Task description: Omit the images, then print each record below exactly as it reads.

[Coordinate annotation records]
↓↓↓
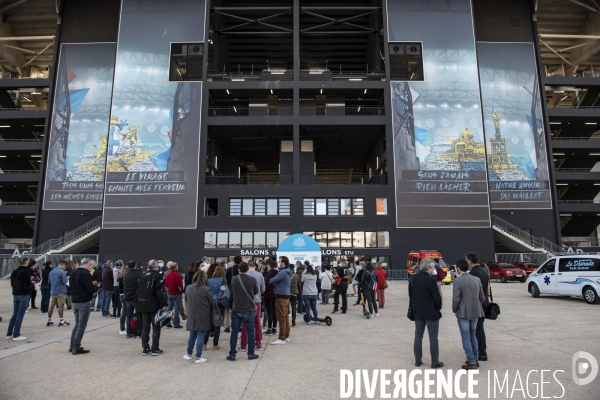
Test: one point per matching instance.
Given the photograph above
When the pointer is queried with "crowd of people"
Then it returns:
(469, 302)
(235, 296)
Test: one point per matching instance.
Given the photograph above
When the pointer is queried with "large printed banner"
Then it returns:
(78, 132)
(154, 137)
(439, 153)
(514, 126)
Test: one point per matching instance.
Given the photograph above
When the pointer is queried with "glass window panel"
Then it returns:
(333, 207)
(370, 239)
(357, 207)
(210, 239)
(282, 236)
(259, 240)
(247, 239)
(383, 239)
(345, 207)
(321, 206)
(321, 238)
(222, 240)
(284, 207)
(235, 240)
(346, 239)
(334, 239)
(272, 207)
(235, 207)
(309, 206)
(260, 206)
(248, 207)
(358, 239)
(272, 240)
(381, 206)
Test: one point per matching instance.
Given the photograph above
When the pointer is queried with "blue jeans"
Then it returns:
(175, 306)
(45, 298)
(236, 324)
(310, 302)
(467, 332)
(196, 337)
(106, 301)
(20, 304)
(81, 311)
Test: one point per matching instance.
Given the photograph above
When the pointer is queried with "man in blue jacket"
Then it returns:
(282, 282)
(425, 304)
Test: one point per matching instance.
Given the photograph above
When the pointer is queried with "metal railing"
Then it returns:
(56, 244)
(249, 179)
(343, 179)
(342, 110)
(518, 233)
(8, 265)
(236, 111)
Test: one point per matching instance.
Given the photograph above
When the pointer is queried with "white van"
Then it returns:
(568, 275)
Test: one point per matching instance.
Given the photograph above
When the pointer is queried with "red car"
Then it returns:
(506, 272)
(528, 266)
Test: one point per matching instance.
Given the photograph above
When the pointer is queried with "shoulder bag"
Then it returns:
(247, 294)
↑↑↑
Task result:
Test: one point per matching instance.
Given the photograph above
When the pointer is queried with "crowd of people"
Then it returns:
(469, 302)
(235, 296)
Test: one point per matching instance.
Given the photograph above
When the pointer is queried with "large printed banner"
Then it returns:
(78, 132)
(154, 137)
(439, 153)
(514, 126)
Test: one point per matching instance.
Given the photograph above
When the pointer is queried with "glass window panel"
Then it returns:
(333, 207)
(370, 239)
(357, 207)
(210, 239)
(282, 236)
(259, 240)
(247, 239)
(383, 239)
(345, 207)
(321, 206)
(321, 238)
(222, 240)
(284, 207)
(235, 240)
(346, 239)
(334, 239)
(272, 207)
(235, 207)
(309, 206)
(260, 206)
(248, 207)
(358, 239)
(272, 240)
(381, 206)
Test: one point per matching instance.
Given the photograph above
When the pointer is queried with "blue jeans"
Then it returns:
(175, 306)
(45, 298)
(236, 324)
(310, 302)
(467, 332)
(196, 337)
(106, 301)
(20, 304)
(81, 311)
Test: one point per matching instance.
Given the photograph above
When the pointer is queried with "man in blue jacket"
Then it returns:
(282, 282)
(425, 304)
Test: one point per matching instance.
Given the photograph above
When the pointer is queried with "metal railing"
Then it returns:
(56, 244)
(249, 179)
(343, 179)
(342, 110)
(518, 233)
(8, 265)
(236, 111)
Test: one point per matching instance.
Given the photograph above
When the pointer is queried with "white van"
Then it returns:
(568, 275)
Test: one point per matching instance.
Given the photograph above
When the pointer is queried with "red car"
Then it returns:
(506, 272)
(528, 266)
Test: one point per matching instance.
Given the photograph above
When the pointer is queried with "shoulder bag"
Then it returns:
(247, 294)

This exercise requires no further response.